:: Data ::
>>>

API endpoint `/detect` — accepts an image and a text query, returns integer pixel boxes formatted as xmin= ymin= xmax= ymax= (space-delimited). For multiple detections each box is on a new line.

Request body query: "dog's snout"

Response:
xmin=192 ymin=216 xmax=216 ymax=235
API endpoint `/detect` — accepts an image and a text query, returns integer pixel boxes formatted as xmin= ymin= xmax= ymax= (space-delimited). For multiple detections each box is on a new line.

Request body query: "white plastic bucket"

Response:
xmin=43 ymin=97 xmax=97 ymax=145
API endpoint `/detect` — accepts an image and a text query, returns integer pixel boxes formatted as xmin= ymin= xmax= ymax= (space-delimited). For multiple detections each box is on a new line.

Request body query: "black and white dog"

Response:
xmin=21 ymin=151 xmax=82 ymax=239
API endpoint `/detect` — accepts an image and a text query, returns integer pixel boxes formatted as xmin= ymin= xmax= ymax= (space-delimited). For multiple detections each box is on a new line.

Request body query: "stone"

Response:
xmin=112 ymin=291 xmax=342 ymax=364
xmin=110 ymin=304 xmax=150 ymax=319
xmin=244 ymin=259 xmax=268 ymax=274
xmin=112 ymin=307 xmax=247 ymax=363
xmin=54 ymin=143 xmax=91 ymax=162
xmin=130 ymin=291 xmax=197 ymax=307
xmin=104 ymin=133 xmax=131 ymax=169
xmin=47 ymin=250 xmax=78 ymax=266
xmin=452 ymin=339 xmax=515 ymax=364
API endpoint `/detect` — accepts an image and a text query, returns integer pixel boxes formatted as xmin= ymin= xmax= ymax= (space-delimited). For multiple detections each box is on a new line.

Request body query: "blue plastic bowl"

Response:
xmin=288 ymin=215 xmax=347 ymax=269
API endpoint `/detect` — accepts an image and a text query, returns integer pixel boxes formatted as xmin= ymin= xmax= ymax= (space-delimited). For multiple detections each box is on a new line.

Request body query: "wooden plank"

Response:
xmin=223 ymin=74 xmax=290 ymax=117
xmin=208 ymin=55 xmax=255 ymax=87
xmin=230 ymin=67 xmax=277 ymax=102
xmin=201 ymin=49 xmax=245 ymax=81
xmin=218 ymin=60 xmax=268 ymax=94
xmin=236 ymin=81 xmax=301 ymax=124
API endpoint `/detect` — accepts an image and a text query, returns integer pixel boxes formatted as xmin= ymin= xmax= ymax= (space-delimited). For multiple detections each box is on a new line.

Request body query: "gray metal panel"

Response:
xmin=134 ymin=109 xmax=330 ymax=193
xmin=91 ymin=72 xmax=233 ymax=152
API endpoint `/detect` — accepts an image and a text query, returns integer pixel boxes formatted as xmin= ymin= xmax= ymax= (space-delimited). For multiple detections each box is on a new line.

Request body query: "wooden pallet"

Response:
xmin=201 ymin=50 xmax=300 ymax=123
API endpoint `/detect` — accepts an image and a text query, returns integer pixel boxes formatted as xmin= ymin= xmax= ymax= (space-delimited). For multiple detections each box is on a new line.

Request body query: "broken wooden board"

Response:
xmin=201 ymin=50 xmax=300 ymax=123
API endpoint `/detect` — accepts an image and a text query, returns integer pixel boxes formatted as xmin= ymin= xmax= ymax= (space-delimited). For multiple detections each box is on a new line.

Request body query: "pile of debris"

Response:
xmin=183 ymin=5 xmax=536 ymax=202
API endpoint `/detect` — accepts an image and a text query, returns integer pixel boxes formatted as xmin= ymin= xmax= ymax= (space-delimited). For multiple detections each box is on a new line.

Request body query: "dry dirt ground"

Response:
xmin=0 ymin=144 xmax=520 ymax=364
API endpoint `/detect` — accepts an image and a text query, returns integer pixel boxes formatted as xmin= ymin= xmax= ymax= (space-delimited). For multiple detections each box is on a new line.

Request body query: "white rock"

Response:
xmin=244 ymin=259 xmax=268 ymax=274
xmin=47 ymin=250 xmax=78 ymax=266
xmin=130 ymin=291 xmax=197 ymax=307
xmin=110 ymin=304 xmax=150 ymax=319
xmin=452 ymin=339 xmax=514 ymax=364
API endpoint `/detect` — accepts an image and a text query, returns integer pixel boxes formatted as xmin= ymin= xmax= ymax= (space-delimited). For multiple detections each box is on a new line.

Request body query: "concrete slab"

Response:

<<<

:: The task ::
Locate each line in the data above that contains the string "wooden", and copy those lines. The match is case-sensitive.

:: The output ::
Request body query: "wooden plank"
Request body query: "wooden pallet"
Request body query: "broken wooden board"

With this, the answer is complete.